=== Section Start ===

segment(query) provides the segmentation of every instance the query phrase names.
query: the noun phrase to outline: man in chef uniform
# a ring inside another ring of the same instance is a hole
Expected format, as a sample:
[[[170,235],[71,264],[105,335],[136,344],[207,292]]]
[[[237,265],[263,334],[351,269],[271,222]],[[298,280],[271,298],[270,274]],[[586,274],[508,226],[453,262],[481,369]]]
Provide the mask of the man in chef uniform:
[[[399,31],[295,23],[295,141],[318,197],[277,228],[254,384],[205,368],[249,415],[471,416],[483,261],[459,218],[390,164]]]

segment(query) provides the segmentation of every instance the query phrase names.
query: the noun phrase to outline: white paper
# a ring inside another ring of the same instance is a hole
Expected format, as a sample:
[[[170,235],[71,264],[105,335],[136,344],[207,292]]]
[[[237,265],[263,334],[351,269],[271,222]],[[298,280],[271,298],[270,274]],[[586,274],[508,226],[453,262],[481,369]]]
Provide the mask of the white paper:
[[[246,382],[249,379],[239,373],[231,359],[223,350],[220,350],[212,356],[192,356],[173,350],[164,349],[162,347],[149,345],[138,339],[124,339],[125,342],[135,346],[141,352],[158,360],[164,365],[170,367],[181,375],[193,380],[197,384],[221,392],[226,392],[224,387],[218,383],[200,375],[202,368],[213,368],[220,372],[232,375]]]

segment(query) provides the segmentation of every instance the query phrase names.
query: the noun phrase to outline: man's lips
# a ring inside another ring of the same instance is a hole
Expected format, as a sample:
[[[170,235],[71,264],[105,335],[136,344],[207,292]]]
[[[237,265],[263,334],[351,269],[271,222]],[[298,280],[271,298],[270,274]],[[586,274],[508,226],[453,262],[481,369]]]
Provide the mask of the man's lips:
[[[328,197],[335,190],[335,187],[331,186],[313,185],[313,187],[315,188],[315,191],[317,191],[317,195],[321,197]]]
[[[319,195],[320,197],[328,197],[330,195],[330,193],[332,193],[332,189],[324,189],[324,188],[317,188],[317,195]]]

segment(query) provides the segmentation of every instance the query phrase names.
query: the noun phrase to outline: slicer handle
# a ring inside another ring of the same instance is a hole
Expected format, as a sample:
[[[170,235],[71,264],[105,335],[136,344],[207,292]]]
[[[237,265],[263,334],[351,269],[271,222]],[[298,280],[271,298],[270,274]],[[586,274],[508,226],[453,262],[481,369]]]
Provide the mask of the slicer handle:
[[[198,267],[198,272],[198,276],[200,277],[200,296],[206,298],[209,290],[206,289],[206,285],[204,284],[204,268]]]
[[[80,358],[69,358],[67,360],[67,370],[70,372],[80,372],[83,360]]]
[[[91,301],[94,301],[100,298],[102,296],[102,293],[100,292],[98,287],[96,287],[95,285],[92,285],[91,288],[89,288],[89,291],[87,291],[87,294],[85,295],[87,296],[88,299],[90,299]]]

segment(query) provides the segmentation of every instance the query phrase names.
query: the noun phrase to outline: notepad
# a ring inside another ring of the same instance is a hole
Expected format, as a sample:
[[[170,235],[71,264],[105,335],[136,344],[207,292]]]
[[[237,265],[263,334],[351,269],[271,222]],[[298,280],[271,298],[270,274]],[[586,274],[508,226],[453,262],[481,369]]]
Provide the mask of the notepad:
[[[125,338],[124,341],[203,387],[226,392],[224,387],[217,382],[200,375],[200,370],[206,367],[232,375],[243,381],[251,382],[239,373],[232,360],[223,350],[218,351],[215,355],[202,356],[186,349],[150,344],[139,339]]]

=== Section End ===

EXERCISE DETAILS
All the entries above should come back exactly as they are written.

RESPONSE TO THIS EXERCISE
segment(query) provides the segmentation of every instance the query phrase names.
query: the noun phrase to outline: man in chef uniform
# a ring inside another ring of the same instance is a hole
Expected format, as a sample:
[[[170,235],[71,264],[105,335],[136,344],[207,292]]]
[[[237,265],[263,334],[351,269],[271,222]],[[298,280],[271,298],[270,274]],[[586,274],[508,226],[453,262],[481,369]]]
Provide the mask of the man in chef uniform:
[[[399,31],[295,23],[295,141],[318,197],[277,228],[254,384],[205,368],[249,415],[471,416],[483,261],[459,218],[390,164]]]

segment(query) provides the segmentation of every instance the query phrase names.
query: the noun phrase to outline: white paper
# a ring inside another ring of the same instance is a hole
Expected format, as a sample:
[[[170,235],[71,264],[105,335],[136,344],[207,292]]]
[[[237,265],[263,334],[351,269],[271,222]],[[298,280],[271,298],[270,274]],[[586,274],[508,226],[453,262],[481,369]]]
Provide the mask of the white paper:
[[[246,382],[249,379],[239,373],[231,359],[223,350],[220,350],[212,356],[192,356],[173,350],[164,349],[162,347],[149,345],[138,339],[124,339],[125,342],[135,346],[141,352],[158,360],[164,365],[170,367],[181,375],[193,380],[197,384],[221,392],[226,392],[224,387],[218,383],[200,375],[202,368],[213,368],[220,372],[232,375]]]

segment(query) provides the segmentation of every instance the query phrase names.
query: the noun phrase to outline: man's lips
# a ring inside another ring of the same instance is a hole
Expected format, as a sample:
[[[170,235],[71,264],[105,335],[136,344],[207,292]]]
[[[237,265],[263,334],[351,269],[271,222]],[[298,280],[271,298],[270,274]],[[586,274],[508,226],[453,262],[481,369]]]
Provide the mask of the man's lips:
[[[328,197],[335,190],[335,187],[331,186],[313,185],[313,187],[315,188],[315,191],[317,191],[317,195],[321,197]]]
[[[319,195],[320,197],[328,197],[330,195],[330,193],[332,193],[332,189],[324,189],[324,188],[317,188],[317,195]]]

segment(query) provides the segmentation of every instance the query phrase names.
query: the noun phrase to outline: slicer handle
# a ring inside another ring of the same instance is a hole
Expected format, as a sample:
[[[170,235],[71,264],[105,335],[136,344],[207,292]]]
[[[237,265],[263,334],[351,269],[271,222]],[[298,280],[271,298],[270,274]],[[586,274],[508,226],[453,262],[481,369]]]
Provide the mask of the slicer handle:
[[[198,267],[198,272],[198,276],[200,277],[200,296],[206,298],[209,290],[206,289],[206,285],[204,284],[204,268]]]
[[[80,358],[69,358],[67,360],[67,370],[70,372],[80,372],[83,360]]]
[[[91,301],[94,301],[100,298],[102,296],[102,293],[100,292],[98,287],[96,287],[95,285],[92,285],[91,288],[89,288],[89,291],[87,291],[87,294],[85,295],[87,296],[88,299],[90,299]]]

segment(query) provides the segmentation of every instance the query phrase names.
query: the noun phrase to outline: notepad
# a ring inside another ring of the same instance is a hole
Expected format, as a sample:
[[[170,235],[71,264],[105,335],[136,344],[207,292]]]
[[[237,265],[263,334],[351,269],[271,222]],[[298,280],[271,298],[270,274]],[[586,274],[508,226],[453,262],[481,369]]]
Provide the mask of the notepad:
[[[125,338],[124,341],[203,387],[226,392],[224,387],[217,382],[200,375],[200,370],[206,367],[232,375],[243,381],[251,382],[239,373],[232,360],[223,350],[218,351],[215,355],[202,356],[186,349],[150,344],[139,339]]]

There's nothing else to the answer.